● Records excerpted from a collection:
• • • • • • •
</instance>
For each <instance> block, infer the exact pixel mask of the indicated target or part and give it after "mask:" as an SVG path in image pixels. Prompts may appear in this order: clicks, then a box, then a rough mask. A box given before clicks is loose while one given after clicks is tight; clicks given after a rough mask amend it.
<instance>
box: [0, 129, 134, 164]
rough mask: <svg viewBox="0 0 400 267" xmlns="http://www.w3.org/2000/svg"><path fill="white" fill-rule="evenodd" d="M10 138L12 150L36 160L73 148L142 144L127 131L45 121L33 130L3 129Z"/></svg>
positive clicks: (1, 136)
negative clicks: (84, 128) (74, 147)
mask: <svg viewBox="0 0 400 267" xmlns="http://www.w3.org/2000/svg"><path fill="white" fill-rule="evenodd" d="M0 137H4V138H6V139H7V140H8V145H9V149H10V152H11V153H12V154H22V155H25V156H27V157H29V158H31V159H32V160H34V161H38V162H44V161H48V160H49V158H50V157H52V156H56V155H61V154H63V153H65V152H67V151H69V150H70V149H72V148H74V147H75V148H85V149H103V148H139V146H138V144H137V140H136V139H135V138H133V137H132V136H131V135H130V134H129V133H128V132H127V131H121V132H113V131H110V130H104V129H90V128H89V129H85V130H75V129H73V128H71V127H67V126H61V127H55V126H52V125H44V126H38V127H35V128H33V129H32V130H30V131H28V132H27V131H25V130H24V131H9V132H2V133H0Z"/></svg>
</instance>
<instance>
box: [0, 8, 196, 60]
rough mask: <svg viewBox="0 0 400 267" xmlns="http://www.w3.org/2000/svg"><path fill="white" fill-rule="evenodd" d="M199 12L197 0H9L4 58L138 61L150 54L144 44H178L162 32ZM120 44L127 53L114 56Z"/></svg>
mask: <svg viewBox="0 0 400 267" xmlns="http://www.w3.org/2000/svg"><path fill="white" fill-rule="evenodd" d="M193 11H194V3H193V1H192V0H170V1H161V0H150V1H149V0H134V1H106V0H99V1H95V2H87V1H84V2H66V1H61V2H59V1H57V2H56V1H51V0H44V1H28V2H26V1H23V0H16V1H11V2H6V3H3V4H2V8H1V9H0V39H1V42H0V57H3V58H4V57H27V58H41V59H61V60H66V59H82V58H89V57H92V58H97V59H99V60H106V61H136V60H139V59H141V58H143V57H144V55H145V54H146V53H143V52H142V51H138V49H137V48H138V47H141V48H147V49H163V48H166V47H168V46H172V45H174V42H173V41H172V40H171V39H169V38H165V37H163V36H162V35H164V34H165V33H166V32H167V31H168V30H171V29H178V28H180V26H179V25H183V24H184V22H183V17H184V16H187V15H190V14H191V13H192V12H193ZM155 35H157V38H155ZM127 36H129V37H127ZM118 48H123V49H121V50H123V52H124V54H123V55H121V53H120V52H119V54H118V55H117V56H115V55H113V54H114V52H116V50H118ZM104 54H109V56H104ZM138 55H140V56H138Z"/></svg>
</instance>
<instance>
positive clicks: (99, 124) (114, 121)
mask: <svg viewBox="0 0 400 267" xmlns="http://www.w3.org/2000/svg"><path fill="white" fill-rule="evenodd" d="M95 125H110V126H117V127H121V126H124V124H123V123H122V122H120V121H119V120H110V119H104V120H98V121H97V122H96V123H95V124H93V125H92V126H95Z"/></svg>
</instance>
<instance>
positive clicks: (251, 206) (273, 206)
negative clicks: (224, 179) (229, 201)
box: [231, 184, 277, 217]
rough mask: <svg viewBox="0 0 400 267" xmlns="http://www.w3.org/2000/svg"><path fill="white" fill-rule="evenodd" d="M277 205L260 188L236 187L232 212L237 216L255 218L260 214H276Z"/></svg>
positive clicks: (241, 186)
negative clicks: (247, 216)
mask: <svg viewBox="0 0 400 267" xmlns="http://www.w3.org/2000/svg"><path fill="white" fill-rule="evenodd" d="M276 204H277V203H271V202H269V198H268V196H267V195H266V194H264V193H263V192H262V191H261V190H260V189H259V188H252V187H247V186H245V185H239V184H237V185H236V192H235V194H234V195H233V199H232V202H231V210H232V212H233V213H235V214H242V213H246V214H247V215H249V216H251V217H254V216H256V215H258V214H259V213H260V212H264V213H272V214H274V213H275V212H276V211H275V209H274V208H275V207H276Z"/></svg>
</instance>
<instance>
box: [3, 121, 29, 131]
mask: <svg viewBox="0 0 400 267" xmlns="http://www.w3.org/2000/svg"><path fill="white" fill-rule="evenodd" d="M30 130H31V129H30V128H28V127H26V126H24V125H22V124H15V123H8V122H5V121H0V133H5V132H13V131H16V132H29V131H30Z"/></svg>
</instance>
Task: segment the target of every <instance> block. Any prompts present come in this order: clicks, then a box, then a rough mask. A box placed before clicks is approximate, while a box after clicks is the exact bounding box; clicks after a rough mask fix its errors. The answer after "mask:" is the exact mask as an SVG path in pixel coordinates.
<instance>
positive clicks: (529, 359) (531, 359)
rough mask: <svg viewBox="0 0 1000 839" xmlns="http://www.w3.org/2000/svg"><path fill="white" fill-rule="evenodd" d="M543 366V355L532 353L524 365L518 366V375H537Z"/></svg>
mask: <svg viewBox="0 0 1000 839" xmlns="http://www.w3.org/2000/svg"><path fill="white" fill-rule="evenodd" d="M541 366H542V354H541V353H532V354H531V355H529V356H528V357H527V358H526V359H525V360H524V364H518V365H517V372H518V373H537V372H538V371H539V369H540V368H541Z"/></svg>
• • • • • • •
● Task goal:
What you return must match, line for line, the data from the line containing "negative clicks: (247, 216)" to its end, both ends included.

● Answer box:
negative clicks: (247, 216)
mask: <svg viewBox="0 0 400 267" xmlns="http://www.w3.org/2000/svg"><path fill="white" fill-rule="evenodd" d="M276 204H277V203H271V202H269V198H268V196H267V195H266V194H264V193H263V192H262V191H261V190H260V189H259V188H252V187H247V186H245V185H239V184H237V185H236V192H235V194H234V195H233V199H232V202H231V210H232V212H233V213H235V214H242V213H246V214H247V215H249V216H251V217H254V216H256V215H258V214H259V213H260V212H264V213H272V214H274V213H275V212H276V211H275V209H274V208H275V207H276Z"/></svg>
</instance>
<instance>
box: [3, 121, 29, 131]
mask: <svg viewBox="0 0 400 267" xmlns="http://www.w3.org/2000/svg"><path fill="white" fill-rule="evenodd" d="M30 130H31V129H30V128H28V127H26V126H24V125H22V124H15V123H8V122H5V121H0V133H5V132H13V131H16V132H29V131H30Z"/></svg>
</instance>
Task: segment the target of every <instance> block. Any prompts present come in this order: clicks, then a box, then a rough mask. A box placed before clicks is approximate, while a box after clicks is the exact bounding box; clicks after a rough mask fix its errors. The answer after "mask:" is the exact mask as an SVG path in pixel coordinates.
<instance>
positive clicks: (529, 359) (531, 359)
rough mask: <svg viewBox="0 0 1000 839" xmlns="http://www.w3.org/2000/svg"><path fill="white" fill-rule="evenodd" d="M543 366V355L532 353L524 365L518 366V375H537Z"/></svg>
mask: <svg viewBox="0 0 1000 839" xmlns="http://www.w3.org/2000/svg"><path fill="white" fill-rule="evenodd" d="M541 366H542V354H541V353H532V354H531V355H529V356H528V357H527V358H526V359H525V360H524V364H518V365H517V372H518V373H537V372H538V371H539V369H540V368H541Z"/></svg>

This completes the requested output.